Begin PROVIDED DATA

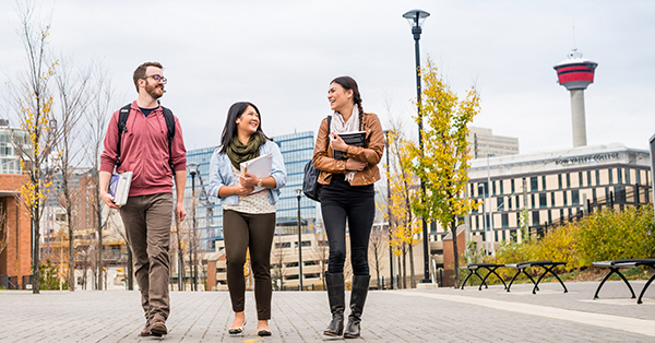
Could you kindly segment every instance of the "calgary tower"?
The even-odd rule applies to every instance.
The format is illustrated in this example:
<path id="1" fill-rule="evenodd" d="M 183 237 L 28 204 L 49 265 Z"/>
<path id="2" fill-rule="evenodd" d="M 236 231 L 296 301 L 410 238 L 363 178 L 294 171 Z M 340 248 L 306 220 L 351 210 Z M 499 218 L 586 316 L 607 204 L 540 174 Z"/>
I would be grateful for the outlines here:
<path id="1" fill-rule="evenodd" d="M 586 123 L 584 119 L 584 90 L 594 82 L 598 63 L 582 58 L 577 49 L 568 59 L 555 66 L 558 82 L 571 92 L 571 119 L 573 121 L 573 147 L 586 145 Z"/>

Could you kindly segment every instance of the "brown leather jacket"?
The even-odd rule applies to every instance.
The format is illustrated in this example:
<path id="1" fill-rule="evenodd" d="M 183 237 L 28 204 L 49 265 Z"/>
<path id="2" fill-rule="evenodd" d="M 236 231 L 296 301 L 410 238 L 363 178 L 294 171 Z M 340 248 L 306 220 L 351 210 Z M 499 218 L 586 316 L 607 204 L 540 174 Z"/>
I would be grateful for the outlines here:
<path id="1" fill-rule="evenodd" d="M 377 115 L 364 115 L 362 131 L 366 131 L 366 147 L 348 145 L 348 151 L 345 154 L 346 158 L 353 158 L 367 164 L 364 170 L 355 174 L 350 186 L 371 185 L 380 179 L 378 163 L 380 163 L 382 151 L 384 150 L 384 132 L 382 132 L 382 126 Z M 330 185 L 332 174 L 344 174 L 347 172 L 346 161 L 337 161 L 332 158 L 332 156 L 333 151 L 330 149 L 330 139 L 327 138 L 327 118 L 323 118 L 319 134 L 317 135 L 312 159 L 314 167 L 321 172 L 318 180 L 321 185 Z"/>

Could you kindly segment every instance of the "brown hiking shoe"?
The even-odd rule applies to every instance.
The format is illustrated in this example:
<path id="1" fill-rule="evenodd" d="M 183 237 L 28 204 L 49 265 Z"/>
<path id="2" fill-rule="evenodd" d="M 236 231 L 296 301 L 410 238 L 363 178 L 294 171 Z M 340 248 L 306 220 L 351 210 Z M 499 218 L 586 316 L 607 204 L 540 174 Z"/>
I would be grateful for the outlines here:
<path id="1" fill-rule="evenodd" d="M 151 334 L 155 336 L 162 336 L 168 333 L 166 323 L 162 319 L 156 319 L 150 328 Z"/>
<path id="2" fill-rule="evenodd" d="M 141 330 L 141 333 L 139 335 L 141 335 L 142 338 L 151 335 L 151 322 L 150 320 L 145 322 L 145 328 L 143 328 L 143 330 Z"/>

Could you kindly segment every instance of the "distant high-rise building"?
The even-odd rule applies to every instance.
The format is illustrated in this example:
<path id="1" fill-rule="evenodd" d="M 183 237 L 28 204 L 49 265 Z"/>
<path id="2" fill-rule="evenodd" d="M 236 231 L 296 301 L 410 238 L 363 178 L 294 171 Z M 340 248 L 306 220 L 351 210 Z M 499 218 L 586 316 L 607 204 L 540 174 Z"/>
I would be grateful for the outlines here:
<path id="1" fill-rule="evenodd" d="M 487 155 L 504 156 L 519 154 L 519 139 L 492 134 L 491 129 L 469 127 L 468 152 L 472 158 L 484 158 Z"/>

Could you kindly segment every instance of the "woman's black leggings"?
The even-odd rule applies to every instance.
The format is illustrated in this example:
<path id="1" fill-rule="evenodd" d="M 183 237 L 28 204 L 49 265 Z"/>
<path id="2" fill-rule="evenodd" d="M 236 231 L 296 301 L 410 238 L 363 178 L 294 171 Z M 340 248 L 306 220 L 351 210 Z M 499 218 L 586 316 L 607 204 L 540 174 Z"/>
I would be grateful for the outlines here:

End PROVIDED DATA

* [WHAT YOU HAVE TO DO] Each entry should be repeated exactly as it appears; the pictures stay out.

* [EXERCISE SOLUTION]
Could you kindly segment every instance of the "calgary tower"?
The even-odd rule applies to every instance.
The format is illustrated in this example:
<path id="1" fill-rule="evenodd" d="M 183 237 L 28 204 L 49 265 Z"/>
<path id="2" fill-rule="evenodd" d="M 236 231 L 296 301 L 410 238 L 363 178 L 294 171 Z M 340 248 L 306 220 L 351 210 Z M 499 218 L 586 316 L 607 204 L 540 174 Z"/>
I would be grateful for the outlines here:
<path id="1" fill-rule="evenodd" d="M 586 123 L 584 119 L 584 90 L 594 82 L 598 63 L 582 58 L 577 49 L 568 59 L 555 66 L 558 82 L 571 92 L 571 119 L 573 121 L 573 147 L 586 145 Z"/>

Could you kindly segment every instance of the "brown leather jacket"?
The even-odd rule applies to every instance.
The format is illustrated in this example:
<path id="1" fill-rule="evenodd" d="M 183 237 L 28 204 L 49 265 Z"/>
<path id="2" fill-rule="evenodd" d="M 236 231 L 296 301 L 410 238 L 363 178 L 294 171 Z M 340 248 L 306 220 L 351 210 Z M 499 218 L 586 316 L 607 204 L 540 174 Z"/>
I would be grateful for the outlines here:
<path id="1" fill-rule="evenodd" d="M 377 115 L 364 115 L 362 131 L 366 131 L 366 147 L 348 145 L 348 151 L 345 154 L 346 158 L 353 158 L 367 164 L 364 170 L 355 174 L 350 186 L 371 185 L 380 179 L 378 163 L 380 163 L 382 151 L 384 150 L 384 132 L 382 132 L 382 126 Z M 330 185 L 332 174 L 344 174 L 347 172 L 346 161 L 337 161 L 332 158 L 332 156 L 333 151 L 330 149 L 330 139 L 327 138 L 327 118 L 323 118 L 319 134 L 317 135 L 312 159 L 314 167 L 321 172 L 318 180 L 321 185 Z"/>

Could you kindly segment every instance of the "brown hiking shoe"?
The even-odd rule applies to every instance.
The format is illustrated in this example:
<path id="1" fill-rule="evenodd" d="M 183 237 L 28 204 L 49 265 Z"/>
<path id="2" fill-rule="evenodd" d="M 236 231 L 296 301 L 410 238 L 363 178 L 294 171 Z M 340 248 L 306 220 L 351 210 Z M 499 218 L 586 316 L 607 204 L 540 174 Z"/>
I would be grateful for the outlines here:
<path id="1" fill-rule="evenodd" d="M 151 334 L 155 336 L 162 336 L 168 333 L 166 323 L 162 319 L 156 319 L 150 328 Z"/>
<path id="2" fill-rule="evenodd" d="M 141 330 L 141 333 L 139 335 L 141 335 L 142 338 L 151 335 L 151 322 L 150 320 L 145 322 L 145 328 L 143 328 L 143 330 Z"/>

Could you kindly segment every instance of the "distant high-rise building"?
The even-odd rule applies to every instance.
The format is illustrated in this example:
<path id="1" fill-rule="evenodd" d="M 183 237 L 28 204 L 49 265 Z"/>
<path id="2" fill-rule="evenodd" d="M 236 231 L 296 301 L 410 238 L 363 178 L 294 171 Z M 340 248 L 306 220 L 351 210 Z M 499 218 L 586 316 L 607 204 L 540 174 Z"/>
I would be grateful for the outlines here:
<path id="1" fill-rule="evenodd" d="M 487 155 L 504 156 L 519 154 L 519 139 L 492 134 L 491 129 L 469 127 L 468 152 L 472 158 L 484 158 Z"/>

Could you kindly segment every instance of the "woman's black leggings"?
The even-odd rule applies to every instance.
The format is illustrated in this example:
<path id="1" fill-rule="evenodd" d="M 183 237 L 28 204 L 49 265 Z"/>
<path id="2" fill-rule="evenodd" d="M 236 231 L 296 301 L 410 238 L 363 178 L 294 171 Z M 340 248 L 306 220 L 351 210 Z M 499 218 L 586 316 L 607 204 L 540 174 Z"/>
I would be grateful for the outlines here:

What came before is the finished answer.